原文:

指标聚合(Metric Aggregations)

1. 基础统计聚合

# 求平均值
GET /products/_search
{
  "size": 0,
  "aggs": {
    "avg_price": {
      "avg": {
        "field": "price"
      }
    }
  }
}

# 求和
GET /products/_search
{
  "size": 0,
  "aggs": {
    "total_sales": {
      "sum": {
        "field": "sales"
      }
    }
  }
}

# 最大值和最小值
GET /products/_search
{
  "size": 0,
  "aggs": {
    "max_price": {
      "max": {
        "field": "price"
      }
    },
    "min_price": {
      "min": {
        "field": "price"
      }
    }
  }
}

# 统计聚合(一次性获取多个指标)
GET /products/_search
{
  "size": 0,
  "aggs": {
    "price_stats": {
      "stats": {
        "field": "price"
      }
    }
  }
}

# 响应:
{
  "aggregations": {
    "price_stats": {
      "count": 100,
      "min": 999.0,
      "max": 19999.0,
      "avg": 5499.5,
      "sum": 549950.0
    }
  }
}

2. 扩展统计聚合

# 扩展统计(包含方差、标准差等)
GET /products/_search
{
  "size": 0,
  "aggs": {
    "price_extended_stats": {
      "extended_stats": {
        "field": "price"
      }
    }
  }
}

# 响应包含:
# count, min, max, avg, sum
# sum_of_squares, variance, std_deviation
# std_deviation_bounds (upper/lower)

3. 百分位数聚合

# 计算价格的百分位数
GET /products/_search
{
  "size": 0,
  "aggs": {
    "price_percentiles": {
      "percentiles": {
        "field": "price",
        "percents": [25, 50, 75, 95, 99]
      }
    }
  }
}

# 响应:
{
  "aggregations": {
    "price_percentiles": {
      "values": {
        "25.0": 2999.0,
        "50.0": 5499.0,
        "75.0": 8999.0,
        "95.0": 15999.0,
        "99.0": 19999.0
      }
    }
  }
}

4. 基数聚合(去重计数)

# 统计不同品牌的数量
GET /products/_search
{
  "size": 0,
  "aggs": {
    "unique_brands": {
      "cardinality": {
        "field": "brand.keyword"
      }
    }
  }
}

# 统计不同用户数量
GET /orders/_search
{
  "size": 0,
  "aggs": {
    "unique_users": {
      "cardinality": {
        "field": "user_id",
        "precision_threshold": 10000
      }
    }
  }
}

桶聚合(Bucket Aggregations)

任务要求 A: 在下面的记录中找出所有含有字符串“tall”的行,并把这些行逐一抄录出来。

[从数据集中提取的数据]
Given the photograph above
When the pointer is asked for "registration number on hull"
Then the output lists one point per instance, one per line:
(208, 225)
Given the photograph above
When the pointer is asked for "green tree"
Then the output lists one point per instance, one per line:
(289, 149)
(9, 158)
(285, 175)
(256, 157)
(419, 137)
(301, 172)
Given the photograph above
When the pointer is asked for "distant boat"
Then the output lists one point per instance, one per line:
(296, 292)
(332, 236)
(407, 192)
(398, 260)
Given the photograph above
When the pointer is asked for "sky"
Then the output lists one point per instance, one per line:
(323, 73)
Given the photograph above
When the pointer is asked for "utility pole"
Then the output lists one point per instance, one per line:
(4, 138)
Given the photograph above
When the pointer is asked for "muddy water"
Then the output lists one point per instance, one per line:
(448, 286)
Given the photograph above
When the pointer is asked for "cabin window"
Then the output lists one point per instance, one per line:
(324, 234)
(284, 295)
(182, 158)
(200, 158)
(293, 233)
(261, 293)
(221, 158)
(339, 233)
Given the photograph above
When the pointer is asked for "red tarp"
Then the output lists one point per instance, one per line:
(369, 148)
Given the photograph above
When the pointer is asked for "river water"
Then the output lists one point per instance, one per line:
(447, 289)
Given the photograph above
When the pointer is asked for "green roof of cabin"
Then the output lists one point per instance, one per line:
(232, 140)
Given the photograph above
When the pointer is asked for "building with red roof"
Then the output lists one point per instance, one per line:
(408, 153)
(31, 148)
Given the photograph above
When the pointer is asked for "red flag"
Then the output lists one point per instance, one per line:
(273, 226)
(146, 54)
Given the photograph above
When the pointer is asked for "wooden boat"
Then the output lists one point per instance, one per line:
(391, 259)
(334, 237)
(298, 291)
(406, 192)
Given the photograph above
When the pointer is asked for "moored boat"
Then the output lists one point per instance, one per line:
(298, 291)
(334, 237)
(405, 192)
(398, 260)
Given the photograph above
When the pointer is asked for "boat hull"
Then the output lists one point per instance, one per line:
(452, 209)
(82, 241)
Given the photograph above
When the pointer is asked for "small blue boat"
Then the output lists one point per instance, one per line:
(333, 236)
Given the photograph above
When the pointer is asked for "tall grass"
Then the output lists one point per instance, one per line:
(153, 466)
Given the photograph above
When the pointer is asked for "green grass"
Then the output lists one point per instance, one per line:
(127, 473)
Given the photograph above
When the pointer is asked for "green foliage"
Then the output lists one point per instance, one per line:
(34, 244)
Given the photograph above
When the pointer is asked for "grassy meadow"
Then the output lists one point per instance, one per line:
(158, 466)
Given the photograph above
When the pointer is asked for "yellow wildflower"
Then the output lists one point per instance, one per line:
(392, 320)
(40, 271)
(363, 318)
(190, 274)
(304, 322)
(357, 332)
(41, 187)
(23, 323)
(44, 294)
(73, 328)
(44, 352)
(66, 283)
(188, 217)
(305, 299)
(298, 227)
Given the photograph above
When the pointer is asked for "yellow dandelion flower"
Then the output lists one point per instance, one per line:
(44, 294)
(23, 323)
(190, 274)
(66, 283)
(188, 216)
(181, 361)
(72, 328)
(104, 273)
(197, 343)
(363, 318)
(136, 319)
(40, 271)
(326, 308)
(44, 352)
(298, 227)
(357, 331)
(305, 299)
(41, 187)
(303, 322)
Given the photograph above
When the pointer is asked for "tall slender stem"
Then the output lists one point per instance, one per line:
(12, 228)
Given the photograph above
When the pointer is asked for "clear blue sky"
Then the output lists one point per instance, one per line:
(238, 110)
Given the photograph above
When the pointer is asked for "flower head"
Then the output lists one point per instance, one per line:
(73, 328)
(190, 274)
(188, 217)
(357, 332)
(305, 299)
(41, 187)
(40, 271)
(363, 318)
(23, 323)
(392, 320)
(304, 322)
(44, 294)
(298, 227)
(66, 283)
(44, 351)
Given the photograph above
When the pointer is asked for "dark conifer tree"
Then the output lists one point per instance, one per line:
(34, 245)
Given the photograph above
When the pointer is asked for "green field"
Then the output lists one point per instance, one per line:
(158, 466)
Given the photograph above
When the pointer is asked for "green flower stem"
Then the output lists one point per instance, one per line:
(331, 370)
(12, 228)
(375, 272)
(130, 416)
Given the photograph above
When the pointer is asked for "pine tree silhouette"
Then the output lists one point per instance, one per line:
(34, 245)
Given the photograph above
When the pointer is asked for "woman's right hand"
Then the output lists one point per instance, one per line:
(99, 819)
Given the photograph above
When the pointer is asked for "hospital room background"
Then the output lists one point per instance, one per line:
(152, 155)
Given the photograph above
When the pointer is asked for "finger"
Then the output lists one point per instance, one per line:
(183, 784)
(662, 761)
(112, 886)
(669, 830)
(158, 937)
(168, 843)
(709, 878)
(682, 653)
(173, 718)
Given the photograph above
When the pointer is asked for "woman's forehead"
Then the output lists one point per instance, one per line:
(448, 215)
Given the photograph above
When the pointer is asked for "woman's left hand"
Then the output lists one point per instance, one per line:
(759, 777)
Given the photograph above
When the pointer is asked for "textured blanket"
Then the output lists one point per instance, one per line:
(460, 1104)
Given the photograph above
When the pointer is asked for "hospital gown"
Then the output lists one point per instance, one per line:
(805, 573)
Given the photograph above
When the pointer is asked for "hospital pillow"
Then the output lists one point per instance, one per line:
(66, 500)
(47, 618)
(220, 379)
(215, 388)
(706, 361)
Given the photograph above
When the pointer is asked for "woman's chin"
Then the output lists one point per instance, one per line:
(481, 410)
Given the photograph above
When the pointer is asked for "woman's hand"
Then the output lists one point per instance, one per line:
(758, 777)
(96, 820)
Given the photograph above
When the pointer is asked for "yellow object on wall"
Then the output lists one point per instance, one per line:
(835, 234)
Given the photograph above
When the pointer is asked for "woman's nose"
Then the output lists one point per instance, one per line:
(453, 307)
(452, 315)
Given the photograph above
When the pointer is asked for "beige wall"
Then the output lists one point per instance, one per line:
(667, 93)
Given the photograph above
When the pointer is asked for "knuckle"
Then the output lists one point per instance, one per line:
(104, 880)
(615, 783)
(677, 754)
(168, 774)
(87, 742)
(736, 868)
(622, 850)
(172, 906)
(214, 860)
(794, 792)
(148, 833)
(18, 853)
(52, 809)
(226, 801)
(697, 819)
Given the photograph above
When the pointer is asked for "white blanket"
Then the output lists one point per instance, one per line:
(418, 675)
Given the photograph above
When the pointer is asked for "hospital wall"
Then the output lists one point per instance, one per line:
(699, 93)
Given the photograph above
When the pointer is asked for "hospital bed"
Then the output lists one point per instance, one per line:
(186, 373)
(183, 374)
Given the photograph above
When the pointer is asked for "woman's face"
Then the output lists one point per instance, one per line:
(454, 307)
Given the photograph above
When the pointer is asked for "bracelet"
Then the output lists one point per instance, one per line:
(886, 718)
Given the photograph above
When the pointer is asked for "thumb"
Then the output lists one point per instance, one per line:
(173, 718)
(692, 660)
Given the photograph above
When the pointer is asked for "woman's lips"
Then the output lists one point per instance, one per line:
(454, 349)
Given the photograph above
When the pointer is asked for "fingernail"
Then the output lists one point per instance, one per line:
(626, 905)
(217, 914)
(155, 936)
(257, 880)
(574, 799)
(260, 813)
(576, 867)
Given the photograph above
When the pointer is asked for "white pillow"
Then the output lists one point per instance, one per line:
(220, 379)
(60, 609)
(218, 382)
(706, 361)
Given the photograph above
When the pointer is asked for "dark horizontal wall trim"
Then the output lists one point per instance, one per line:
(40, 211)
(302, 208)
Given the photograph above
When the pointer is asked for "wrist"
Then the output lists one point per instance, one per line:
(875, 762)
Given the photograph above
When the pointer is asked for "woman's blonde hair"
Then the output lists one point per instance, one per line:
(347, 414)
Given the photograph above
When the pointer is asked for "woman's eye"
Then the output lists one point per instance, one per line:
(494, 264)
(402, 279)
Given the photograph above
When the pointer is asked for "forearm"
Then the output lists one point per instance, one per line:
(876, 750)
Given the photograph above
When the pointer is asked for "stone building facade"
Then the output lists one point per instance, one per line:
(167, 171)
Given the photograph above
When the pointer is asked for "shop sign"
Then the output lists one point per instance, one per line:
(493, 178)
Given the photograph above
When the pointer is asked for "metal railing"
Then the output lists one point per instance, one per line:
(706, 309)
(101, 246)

任务要求 B: 在原文统计不同用户数量的示例中,precision_threshold 被设为多少?

完整答案 A:
When the pointer is asked for "tall grass"
When the pointer is asked for "tall slender stem"

完整答案 B: precision_threshold 被设为 10000。